Copy out the rows below word for word, starting with the line that contains "Where can the paved" and continuing through the last row, with both ends included.

[Excerpts from point annotation data]
>> start
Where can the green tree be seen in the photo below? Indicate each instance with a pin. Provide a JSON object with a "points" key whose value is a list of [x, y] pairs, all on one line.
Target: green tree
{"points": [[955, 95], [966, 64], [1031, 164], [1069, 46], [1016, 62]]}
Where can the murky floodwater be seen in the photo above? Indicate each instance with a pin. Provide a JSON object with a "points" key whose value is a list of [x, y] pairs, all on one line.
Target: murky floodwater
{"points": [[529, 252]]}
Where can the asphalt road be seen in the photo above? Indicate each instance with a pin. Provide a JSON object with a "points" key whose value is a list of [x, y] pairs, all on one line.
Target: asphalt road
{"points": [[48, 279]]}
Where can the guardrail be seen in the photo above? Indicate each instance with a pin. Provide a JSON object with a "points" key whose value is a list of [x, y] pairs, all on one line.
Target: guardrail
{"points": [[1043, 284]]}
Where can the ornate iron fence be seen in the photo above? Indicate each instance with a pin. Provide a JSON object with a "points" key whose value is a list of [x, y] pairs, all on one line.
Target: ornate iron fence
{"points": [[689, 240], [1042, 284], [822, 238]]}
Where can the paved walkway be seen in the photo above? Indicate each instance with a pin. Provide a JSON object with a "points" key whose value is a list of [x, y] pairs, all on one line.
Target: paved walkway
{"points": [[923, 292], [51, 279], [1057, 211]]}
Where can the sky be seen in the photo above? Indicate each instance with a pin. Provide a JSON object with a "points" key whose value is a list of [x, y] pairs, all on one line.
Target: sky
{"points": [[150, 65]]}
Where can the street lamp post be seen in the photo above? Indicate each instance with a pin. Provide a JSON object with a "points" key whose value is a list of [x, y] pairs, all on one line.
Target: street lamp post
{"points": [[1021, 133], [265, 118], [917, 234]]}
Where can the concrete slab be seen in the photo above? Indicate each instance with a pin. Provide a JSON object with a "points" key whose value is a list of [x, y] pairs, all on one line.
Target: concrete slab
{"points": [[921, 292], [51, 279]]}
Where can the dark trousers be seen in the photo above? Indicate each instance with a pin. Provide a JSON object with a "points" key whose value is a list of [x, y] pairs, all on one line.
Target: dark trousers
>> end
Written solution:
Where can the paved walkway be seen in the photo above? Indicate each instance with a pin. Provide a JSON object with a "points" key whose value is a list of [x, y] pairs, all on one line.
Target: paved walkway
{"points": [[923, 292], [51, 279], [1057, 211]]}
Where can the sky be seen in the photo above? Indicate each instance with a pin. Provide a JSON object with a "points" key whose value is a list of [x, y] pairs, all on one line.
Target: sky
{"points": [[150, 65]]}
Where can the street lamp post be seen in the photo above? Indicate each instance with a pin. Provide a JSON object with a "points" key whose value is a list of [x, y] pairs, all on one line.
Target: street lamp post
{"points": [[1021, 133], [265, 118], [917, 234]]}
Where can the concrete slab be seen in the photo above? Indicate each instance with a pin. Provide a JSON object with a "points" key whose value is a list of [x, y] pairs, all on one line.
Target: concrete slab
{"points": [[921, 292], [51, 279]]}
Where can the dark trousers be seen in the photo above? Indicate each instance with a pin. Provide a JSON object with a "points" key whose value is a list of [x, y] pairs, all on one line.
Target: dark trousers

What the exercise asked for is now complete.